Find the line below with "Target: woman's bare midriff" and the line with "Q: Mark a point on every instance of the white t-shirt". Output exactly those lines and everything between them, leaving out the pictures.

..........

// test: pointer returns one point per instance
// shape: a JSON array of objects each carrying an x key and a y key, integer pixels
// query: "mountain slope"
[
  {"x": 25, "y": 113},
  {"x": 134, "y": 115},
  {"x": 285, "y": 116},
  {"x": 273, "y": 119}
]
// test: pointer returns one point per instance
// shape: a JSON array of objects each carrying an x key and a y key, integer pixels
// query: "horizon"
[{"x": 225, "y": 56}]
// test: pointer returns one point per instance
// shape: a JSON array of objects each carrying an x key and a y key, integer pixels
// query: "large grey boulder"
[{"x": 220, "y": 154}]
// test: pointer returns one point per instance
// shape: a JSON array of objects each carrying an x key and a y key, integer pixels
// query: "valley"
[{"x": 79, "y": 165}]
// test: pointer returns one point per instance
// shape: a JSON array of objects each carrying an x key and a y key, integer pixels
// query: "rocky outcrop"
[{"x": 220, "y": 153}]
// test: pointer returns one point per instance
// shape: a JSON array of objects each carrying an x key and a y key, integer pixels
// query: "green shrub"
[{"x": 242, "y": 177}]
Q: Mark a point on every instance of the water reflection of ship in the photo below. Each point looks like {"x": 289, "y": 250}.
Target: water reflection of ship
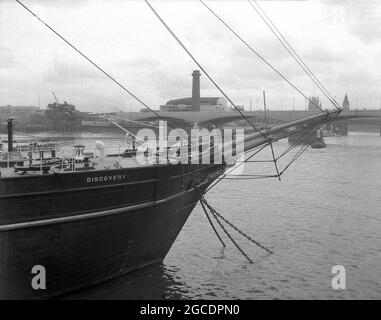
{"x": 154, "y": 282}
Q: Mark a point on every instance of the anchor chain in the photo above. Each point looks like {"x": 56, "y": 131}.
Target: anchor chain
{"x": 214, "y": 212}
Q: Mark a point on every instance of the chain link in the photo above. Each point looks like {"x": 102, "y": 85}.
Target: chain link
{"x": 213, "y": 211}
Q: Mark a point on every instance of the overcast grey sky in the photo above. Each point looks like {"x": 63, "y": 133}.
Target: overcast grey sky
{"x": 339, "y": 40}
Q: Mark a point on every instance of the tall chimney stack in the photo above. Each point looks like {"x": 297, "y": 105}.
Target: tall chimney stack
{"x": 10, "y": 134}
{"x": 196, "y": 90}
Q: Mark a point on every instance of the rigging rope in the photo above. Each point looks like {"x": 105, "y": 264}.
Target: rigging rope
{"x": 93, "y": 63}
{"x": 260, "y": 56}
{"x": 199, "y": 65}
{"x": 262, "y": 14}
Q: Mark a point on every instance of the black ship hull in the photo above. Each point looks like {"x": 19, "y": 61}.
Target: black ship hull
{"x": 107, "y": 223}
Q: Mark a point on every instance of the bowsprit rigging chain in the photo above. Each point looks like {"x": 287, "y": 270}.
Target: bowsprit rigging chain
{"x": 219, "y": 219}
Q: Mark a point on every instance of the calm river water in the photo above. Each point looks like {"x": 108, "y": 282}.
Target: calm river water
{"x": 326, "y": 211}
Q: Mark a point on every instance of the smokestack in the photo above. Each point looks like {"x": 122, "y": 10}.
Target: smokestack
{"x": 10, "y": 134}
{"x": 196, "y": 90}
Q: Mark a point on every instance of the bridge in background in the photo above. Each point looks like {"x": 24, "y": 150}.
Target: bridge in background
{"x": 188, "y": 119}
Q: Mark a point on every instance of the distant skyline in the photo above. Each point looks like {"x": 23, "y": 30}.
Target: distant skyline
{"x": 338, "y": 40}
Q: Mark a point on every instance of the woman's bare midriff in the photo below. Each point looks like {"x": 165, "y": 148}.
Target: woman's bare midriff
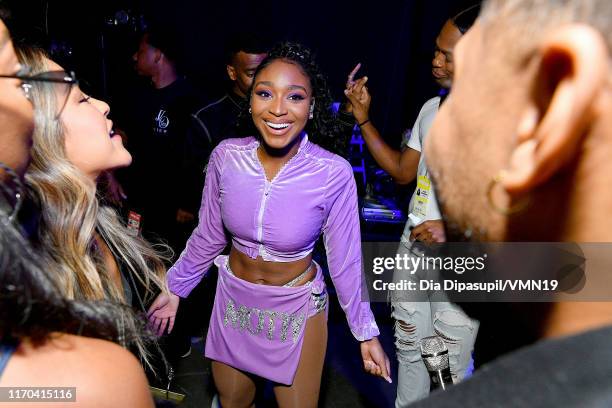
{"x": 270, "y": 273}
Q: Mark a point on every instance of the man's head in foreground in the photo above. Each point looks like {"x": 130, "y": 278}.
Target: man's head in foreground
{"x": 520, "y": 150}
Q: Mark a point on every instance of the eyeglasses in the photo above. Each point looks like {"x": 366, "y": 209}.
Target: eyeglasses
{"x": 62, "y": 82}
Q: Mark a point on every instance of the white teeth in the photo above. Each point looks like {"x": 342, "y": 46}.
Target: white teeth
{"x": 278, "y": 125}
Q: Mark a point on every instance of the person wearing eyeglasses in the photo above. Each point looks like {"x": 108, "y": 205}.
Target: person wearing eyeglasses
{"x": 93, "y": 256}
{"x": 38, "y": 345}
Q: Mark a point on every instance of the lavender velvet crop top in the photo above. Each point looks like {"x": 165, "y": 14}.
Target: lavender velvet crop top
{"x": 280, "y": 220}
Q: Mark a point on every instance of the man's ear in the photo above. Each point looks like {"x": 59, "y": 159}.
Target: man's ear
{"x": 231, "y": 72}
{"x": 571, "y": 70}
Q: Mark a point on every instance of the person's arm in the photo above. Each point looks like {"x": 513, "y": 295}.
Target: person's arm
{"x": 402, "y": 166}
{"x": 208, "y": 239}
{"x": 195, "y": 155}
{"x": 342, "y": 239}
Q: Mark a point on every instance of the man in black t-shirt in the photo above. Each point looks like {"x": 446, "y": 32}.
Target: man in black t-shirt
{"x": 156, "y": 130}
{"x": 218, "y": 120}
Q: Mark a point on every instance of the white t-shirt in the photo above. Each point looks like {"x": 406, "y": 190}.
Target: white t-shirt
{"x": 423, "y": 204}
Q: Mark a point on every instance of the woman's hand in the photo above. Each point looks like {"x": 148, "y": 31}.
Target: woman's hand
{"x": 375, "y": 361}
{"x": 429, "y": 232}
{"x": 162, "y": 312}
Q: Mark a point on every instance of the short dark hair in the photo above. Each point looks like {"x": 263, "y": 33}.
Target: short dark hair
{"x": 163, "y": 39}
{"x": 465, "y": 19}
{"x": 249, "y": 42}
{"x": 323, "y": 129}
{"x": 5, "y": 13}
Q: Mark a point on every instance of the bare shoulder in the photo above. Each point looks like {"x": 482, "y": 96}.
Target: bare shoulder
{"x": 104, "y": 373}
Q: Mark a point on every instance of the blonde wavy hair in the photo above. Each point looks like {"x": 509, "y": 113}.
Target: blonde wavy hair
{"x": 72, "y": 213}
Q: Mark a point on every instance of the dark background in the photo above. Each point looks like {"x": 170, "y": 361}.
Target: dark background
{"x": 393, "y": 39}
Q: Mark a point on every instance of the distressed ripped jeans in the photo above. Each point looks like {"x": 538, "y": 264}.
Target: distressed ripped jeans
{"x": 420, "y": 318}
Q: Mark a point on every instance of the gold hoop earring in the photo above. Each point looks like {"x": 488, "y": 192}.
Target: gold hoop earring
{"x": 518, "y": 207}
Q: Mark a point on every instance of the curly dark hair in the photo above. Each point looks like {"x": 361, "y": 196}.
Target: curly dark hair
{"x": 324, "y": 128}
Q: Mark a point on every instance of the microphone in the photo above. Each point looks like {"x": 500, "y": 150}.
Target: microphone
{"x": 435, "y": 356}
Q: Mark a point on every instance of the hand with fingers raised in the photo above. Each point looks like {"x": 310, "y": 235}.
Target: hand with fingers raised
{"x": 162, "y": 312}
{"x": 358, "y": 96}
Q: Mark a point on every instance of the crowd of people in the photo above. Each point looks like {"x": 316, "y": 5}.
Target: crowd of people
{"x": 91, "y": 282}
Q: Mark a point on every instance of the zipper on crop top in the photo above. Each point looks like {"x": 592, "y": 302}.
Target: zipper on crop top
{"x": 262, "y": 207}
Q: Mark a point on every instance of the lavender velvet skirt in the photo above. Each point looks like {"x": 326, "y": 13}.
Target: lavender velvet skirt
{"x": 260, "y": 328}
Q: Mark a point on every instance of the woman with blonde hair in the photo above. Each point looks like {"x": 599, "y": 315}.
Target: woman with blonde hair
{"x": 90, "y": 250}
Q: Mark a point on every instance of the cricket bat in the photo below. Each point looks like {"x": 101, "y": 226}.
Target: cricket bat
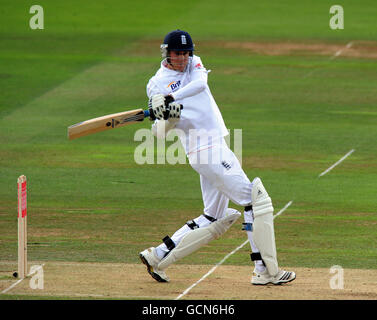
{"x": 110, "y": 121}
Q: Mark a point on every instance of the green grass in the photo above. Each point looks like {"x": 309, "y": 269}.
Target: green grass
{"x": 89, "y": 201}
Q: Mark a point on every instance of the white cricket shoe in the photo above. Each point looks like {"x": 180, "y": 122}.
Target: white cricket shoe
{"x": 265, "y": 278}
{"x": 150, "y": 259}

..........

◆ FINAL ANSWER ◆
Target: woman's bare midriff
{"x": 270, "y": 273}
Q: Mark a point on every instance of the man's head in foreground in the photo above. Each point looks like {"x": 130, "y": 278}.
Target: man's head in foreground
{"x": 520, "y": 150}
Q: Mark a point on every instance of the eyeglasses in the photo above. Each point looks like {"x": 366, "y": 209}.
Target: eyeglasses
{"x": 62, "y": 82}
Q: Mark a point on every instance of the white teeth in the photo above. Each point looks like {"x": 342, "y": 46}.
Target: white teeth
{"x": 278, "y": 125}
Q: Mark a point on every instance of the person wearing eyeglasses in the photo above. Each point looks like {"x": 108, "y": 205}.
Target: person wearing eyeglasses
{"x": 93, "y": 256}
{"x": 38, "y": 345}
Q: Mark a point on every instance of the lavender velvet crop top in the photo above. Each point looks like {"x": 165, "y": 14}.
Target: lavender velvet crop top
{"x": 280, "y": 220}
Q: Mark a point on every instance of the man's ear in the photo above. Each point looks like {"x": 59, "y": 159}.
Target: man's ear
{"x": 231, "y": 72}
{"x": 571, "y": 70}
Q: Mark a point on every instance of the person's arm in the photo above. Each point looks like {"x": 513, "y": 295}.
Target: person's arm
{"x": 402, "y": 166}
{"x": 208, "y": 239}
{"x": 195, "y": 155}
{"x": 342, "y": 239}
Q: Mark a point on every instance of the man in black t-shirt in the photo above. Each point looks like {"x": 446, "y": 32}.
Target: man in black t-shirt
{"x": 156, "y": 130}
{"x": 218, "y": 120}
Q: Mark a point on every instance of the white t-shirt in the photo above. Each point looks like {"x": 406, "y": 190}.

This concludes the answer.